### Task objective:
All of the entries should be returned without a single change.

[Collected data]
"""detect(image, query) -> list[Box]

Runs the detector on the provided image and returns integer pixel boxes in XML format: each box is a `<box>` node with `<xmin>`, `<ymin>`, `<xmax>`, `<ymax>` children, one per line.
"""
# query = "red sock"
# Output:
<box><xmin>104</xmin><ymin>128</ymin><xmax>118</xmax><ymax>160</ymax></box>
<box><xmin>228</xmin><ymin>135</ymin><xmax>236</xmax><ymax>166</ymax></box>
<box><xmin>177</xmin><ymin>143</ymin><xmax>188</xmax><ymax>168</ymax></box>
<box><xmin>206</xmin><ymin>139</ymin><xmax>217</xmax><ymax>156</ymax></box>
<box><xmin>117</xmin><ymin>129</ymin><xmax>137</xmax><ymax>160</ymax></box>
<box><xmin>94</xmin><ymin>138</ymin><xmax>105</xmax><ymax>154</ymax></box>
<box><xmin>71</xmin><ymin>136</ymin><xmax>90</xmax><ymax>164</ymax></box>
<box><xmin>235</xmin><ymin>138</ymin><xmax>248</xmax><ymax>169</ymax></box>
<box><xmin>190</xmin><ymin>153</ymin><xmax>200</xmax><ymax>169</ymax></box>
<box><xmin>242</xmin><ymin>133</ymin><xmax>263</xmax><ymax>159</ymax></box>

### Your solution:
"""detect(image, query) -> list[Box]

Runs the detector on the provided image and returns integer pixel boxes in XML format: each box is a `<box>` node with `<xmin>`, `<ymin>`, `<xmax>`, `<ymax>` children, one per line.
"""
# query = "red sock"
# Output:
<box><xmin>104</xmin><ymin>128</ymin><xmax>118</xmax><ymax>160</ymax></box>
<box><xmin>228</xmin><ymin>135</ymin><xmax>236</xmax><ymax>166</ymax></box>
<box><xmin>177</xmin><ymin>143</ymin><xmax>188</xmax><ymax>168</ymax></box>
<box><xmin>206</xmin><ymin>139</ymin><xmax>217</xmax><ymax>156</ymax></box>
<box><xmin>117</xmin><ymin>129</ymin><xmax>137</xmax><ymax>160</ymax></box>
<box><xmin>94</xmin><ymin>138</ymin><xmax>105</xmax><ymax>154</ymax></box>
<box><xmin>71</xmin><ymin>136</ymin><xmax>90</xmax><ymax>164</ymax></box>
<box><xmin>235</xmin><ymin>138</ymin><xmax>248</xmax><ymax>169</ymax></box>
<box><xmin>190</xmin><ymin>153</ymin><xmax>200</xmax><ymax>169</ymax></box>
<box><xmin>242</xmin><ymin>133</ymin><xmax>263</xmax><ymax>159</ymax></box>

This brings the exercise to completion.